─── Passage shown ───

Abnormalities of the der(12)t(12;21) in ETV6-RUNX1 acute lymphoblastic leukemia.

ETV6-RUNX1 fusion [t(12;21)(p13;q22)] occurs in 25% of childhood B-cell precursor acute lymphoblastic leukemia (BCP-ALL) and is associated with a favorable outcome. Additional abnormalities involving der(21)t(12;21) and nonrearranged chromosome 12 are well characterized but aberrations involving the der(12)t(12;21) have rarely been described. Herein, we describe two novel abnormalities affecting the der(12)t(12;21): a deletion (20/247, 8%) and duplication (10/247, 4%). All 30 patients were under 10 years of age, had a median white blood count of 12.4 × 10(9)/L and 19.2 × 10(9)/L, respectively, with a good outcome. Deletions of der(12)t(12;21) on both sides of the breakpoint were confirmed and mapped: centromeric (12p11.21-12p13.2) and telomeric (21q22.12-21q22.3). The size of these deletions extended from 0.4-13.4 to 0.8-2.5 Mb, respectively. The centromeric deletion encompassed the following genes: LRP6, BCL2L14, DUSP16, CREBL2, and CDKN1B. We postulate that this deletion occurs at the same time as the translocation because it was present in all ETV6-RUNX1-positive cells. A second abnormality representing duplication of the reciprocal RUNX1-ETV6 fusion gene was a secondary event, which we hypothesize arose through mitotic recombination errors. This led to the formation of the following chromosome: der(12)(21qter→21q22.12::12p13.2-12p12.3::12p12.3→12qter). Both abnormalities affect the reciprocal RUNX1-ETV6 fusion product which could either eliminate or amplify its expression and thus contribute to leukemogenesis. However, other consequences such as haploinsufficiency of tumor suppressor genes and amplification of oncogenes could also be driving forces behind these aberrations. In conclusion, this study has defined novel abnormalities in ETV6-RUNX1 BCP-ALL, which implicate new genes involved in leukemogenesis.

─── Provided material ───

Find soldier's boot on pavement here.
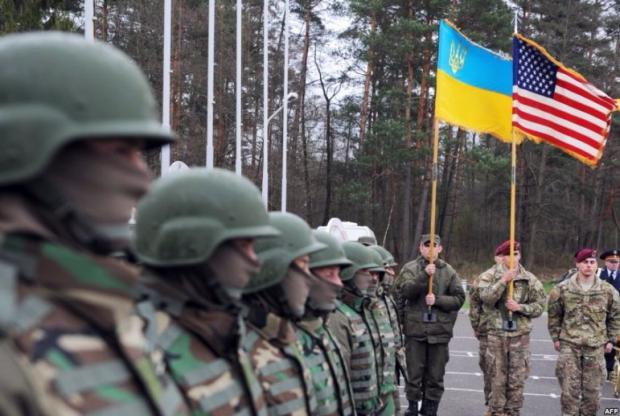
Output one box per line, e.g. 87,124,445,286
420,399,439,416
405,400,418,416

───

■ Exercises to complete
**1.** According to the abstract on der(12)t(12;21) abnormalities, why do the authors postulate that the deletion occurs at the same time as the translocation? Answer in one to three sentences.
**2.** In the abstract on der(12)t(12;21) abnormalities, what proportion of childhood B-cell precursor acute lymphoblastic leukemia carries the ETV6-RUNX1 fusion?
**3.** List every gene that the abstract on der(12)t(12;21) abnormalities names as lying within the centromeric deletion.

■ Answers per task
**1.** The authors postulate that the deletion arises at the same time as the translocation because it was present in all ETV6-RUNX1-positive cells.

**2.** 25%

**3.** LRP6, BCL2L14, DUSP16, CREBL2, CDKN1B